Italy and Lithuania secure new fisheries, aquaculture funding

Published on
November 7, 2022
A port in Sicily, Italy.

Italy and Lithuania have become the latest countries to adopt European Maritime, Fisheries, and Aquaculture Fund (EMFAF) programs and will receive EUR 518.2 million (USD 517 million) and EUR 61.2 million (USD 61.1 million) respectively in E.U. funding over the next six years.

The total financial allocation for the Italian program is EUR 987.2 million (USD 986 million), while Lithuania’s is EUR 87.4 million (USD 87.2 million).

According to the European Commission, 49.8 percent of Italy’s program’s allocation will be dedicated to sustainable fisheries; 32.8 percent will go to sustainable aquaculture, processing, and marketing; 10 percent will be dedicated to sustainable blue economy in coastal, island, and internal regions; and 1.4 percent will be invested in the strengthening of international ocean governance.

E.U. Commissioner for Environment, Oceans, and Fisheries Virginijus Sinkevičius said the adoption of the EMFAF program for Italy which will support sustainable investments in aquaculture and fisheries and accelerate the green and digital transition of the sector.

“The program will support the protection and restoration of aquatic biodiversity and ecosystems. It will also promote sustainable aquaculture and processing activities as well as stronger fisheries, aquaculture, and processing sectors in Italy,” he said.

In regard to Lithuania’s EMFAF program, Sinkevičius said the funding would help modernize the country’s fisheries and blue economy sectors in line with Europe’s green and digital transitions.

“I am confident that the program will boost sustainable productivity of aquaculture and diversify business developments in coastal areas,” he said.

It is built upon several ambitions, adapted to the context of the Lithuanian sea basins and inland waters, including improving the overall resilience of the fisheries and aquaculture sectors through investments, and increasing the environmental efficiency of aquaculture.

About 38.5 percent of the total EMFAF allocation will be dedicated to sustainable fisheries and the restoration and conservation of aquatic biological resources, 35 percent in aquaculture, and 7.4 percent in processing and marketing.

The program sets a target for aquaculture enterprises to use at least 25 percent of renewable energy by 2030, and organic aquaculture will be particularly supported with the aim to increase production by 39 percent.

To ensure effective implementation of the E.U. common fisheries policy, Lithuania will also dedicate around 18 percent of its EMFAF budget to scientific data collection and fisheries control and enforcement, in particular supporting digitalization to improve traceability along the value chain.

Saved entries
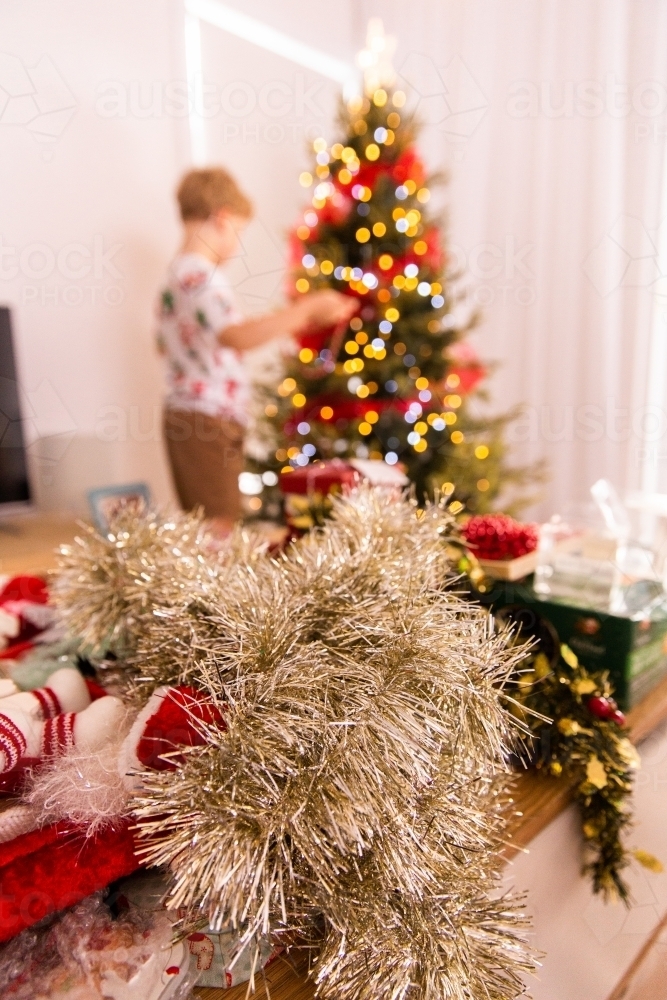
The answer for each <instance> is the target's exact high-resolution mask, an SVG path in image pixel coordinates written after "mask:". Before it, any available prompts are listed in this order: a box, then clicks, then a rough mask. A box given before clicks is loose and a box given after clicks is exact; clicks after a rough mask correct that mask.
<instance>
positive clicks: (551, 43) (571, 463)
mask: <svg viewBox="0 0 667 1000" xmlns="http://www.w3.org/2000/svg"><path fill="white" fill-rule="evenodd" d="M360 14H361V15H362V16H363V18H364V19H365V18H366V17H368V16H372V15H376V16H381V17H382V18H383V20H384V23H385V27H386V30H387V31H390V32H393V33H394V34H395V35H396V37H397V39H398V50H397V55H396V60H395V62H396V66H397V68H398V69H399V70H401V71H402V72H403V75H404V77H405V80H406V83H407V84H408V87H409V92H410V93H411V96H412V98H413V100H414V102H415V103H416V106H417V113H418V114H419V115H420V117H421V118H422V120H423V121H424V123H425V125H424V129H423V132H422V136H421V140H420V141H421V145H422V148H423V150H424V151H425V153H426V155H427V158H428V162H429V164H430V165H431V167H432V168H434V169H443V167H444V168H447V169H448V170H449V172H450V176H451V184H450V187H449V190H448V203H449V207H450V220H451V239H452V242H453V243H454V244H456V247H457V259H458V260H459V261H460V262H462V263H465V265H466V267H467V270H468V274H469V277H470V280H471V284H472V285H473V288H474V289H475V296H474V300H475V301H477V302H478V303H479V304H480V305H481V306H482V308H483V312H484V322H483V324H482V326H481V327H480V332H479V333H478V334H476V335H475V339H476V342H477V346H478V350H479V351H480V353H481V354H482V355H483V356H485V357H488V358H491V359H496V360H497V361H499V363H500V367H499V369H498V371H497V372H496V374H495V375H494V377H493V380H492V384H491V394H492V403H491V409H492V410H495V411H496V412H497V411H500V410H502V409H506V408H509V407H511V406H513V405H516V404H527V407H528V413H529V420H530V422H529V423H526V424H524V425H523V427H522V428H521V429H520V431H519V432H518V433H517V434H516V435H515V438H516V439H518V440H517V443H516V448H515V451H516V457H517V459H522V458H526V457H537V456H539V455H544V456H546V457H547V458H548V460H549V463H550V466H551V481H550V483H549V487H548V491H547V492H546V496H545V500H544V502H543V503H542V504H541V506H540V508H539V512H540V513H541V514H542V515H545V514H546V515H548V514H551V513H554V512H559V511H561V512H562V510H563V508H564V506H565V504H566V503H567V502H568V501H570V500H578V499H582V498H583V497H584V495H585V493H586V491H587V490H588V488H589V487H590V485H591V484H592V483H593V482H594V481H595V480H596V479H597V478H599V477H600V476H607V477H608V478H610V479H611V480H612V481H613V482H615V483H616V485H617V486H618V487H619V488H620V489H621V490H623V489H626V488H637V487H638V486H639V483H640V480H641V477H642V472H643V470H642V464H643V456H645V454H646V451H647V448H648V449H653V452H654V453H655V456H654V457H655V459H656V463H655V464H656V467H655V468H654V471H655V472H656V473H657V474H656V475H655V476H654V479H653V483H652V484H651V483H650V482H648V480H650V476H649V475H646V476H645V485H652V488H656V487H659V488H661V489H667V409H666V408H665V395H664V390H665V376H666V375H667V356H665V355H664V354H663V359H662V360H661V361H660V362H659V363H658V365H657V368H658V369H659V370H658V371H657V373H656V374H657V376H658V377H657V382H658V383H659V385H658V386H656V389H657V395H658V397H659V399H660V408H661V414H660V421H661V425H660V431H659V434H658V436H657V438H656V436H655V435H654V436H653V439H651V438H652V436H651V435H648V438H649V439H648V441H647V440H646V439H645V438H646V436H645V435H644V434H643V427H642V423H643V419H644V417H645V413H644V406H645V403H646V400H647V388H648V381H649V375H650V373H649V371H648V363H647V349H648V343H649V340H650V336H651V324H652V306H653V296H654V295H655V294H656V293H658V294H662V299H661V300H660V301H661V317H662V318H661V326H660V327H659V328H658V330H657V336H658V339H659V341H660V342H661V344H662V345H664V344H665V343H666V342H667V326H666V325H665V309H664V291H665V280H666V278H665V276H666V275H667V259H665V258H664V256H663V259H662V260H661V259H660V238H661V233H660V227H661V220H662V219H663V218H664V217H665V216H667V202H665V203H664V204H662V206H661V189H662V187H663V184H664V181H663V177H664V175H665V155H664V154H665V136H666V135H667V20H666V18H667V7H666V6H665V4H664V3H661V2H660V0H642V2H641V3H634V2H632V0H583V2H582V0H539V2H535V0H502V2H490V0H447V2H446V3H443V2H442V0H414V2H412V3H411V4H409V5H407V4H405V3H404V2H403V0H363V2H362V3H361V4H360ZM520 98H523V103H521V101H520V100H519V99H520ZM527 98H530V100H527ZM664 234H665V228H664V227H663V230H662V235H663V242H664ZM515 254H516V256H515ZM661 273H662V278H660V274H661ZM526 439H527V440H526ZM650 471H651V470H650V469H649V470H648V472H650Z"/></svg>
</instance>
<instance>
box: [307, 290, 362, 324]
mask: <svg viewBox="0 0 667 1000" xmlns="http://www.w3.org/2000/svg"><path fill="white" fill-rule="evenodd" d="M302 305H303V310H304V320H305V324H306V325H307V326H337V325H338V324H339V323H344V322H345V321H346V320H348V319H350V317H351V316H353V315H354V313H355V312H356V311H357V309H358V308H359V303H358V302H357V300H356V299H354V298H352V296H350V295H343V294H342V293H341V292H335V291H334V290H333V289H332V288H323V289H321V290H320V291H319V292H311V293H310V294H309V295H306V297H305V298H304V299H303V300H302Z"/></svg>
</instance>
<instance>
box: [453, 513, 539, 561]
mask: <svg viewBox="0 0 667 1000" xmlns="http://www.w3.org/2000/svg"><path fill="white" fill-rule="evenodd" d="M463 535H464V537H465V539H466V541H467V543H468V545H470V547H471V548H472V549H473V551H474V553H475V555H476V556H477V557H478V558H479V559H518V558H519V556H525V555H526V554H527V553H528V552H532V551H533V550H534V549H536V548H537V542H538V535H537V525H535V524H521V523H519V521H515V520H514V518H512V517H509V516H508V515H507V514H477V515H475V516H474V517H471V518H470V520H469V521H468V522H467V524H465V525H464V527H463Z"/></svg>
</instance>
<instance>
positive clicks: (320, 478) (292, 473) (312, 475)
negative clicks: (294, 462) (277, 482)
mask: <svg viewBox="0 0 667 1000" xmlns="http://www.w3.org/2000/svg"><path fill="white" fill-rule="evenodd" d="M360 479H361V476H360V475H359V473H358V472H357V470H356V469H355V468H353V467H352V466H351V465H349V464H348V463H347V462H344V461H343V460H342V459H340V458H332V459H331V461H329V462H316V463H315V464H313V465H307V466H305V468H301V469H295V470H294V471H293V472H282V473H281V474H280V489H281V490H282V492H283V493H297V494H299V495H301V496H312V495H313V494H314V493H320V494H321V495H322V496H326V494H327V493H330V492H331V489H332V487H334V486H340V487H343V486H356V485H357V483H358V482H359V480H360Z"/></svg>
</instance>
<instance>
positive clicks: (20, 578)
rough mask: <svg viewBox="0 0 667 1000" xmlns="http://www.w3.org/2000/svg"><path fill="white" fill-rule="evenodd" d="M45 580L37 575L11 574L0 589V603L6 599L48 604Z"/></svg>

### PROBLEMS TO WORK ON
1 > What renewable energy target does the fisheries funding article say Lithuania's program sets for aquaculture enterprises?
2 > Please transcribe everything in the fisheries funding article from "According to the" down to "of the sector.".

### ANSWERS
1 > At least 25 percent renewable energy by 2030.

2 >
According to the European Commission, 49.8 percent of Italy’s program’s allocation will be dedicated to sustainable fisheries; 32.8 percent will go to sustainable aquaculture, processing, and marketing; 10 percent will be dedicated to sustainable blue economy in coastal, island, and internal regions; and 1.4 percent will be invested in the strengthening of international ocean governance.

E.U. Commissioner for Environment, Oceans, and Fisheries Virginijus Sinkevičius said the adoption of the EMFAF program for Italy which will support sustainable investments in aquaculture and fisheries and accelerate the green and digital transition of the sector.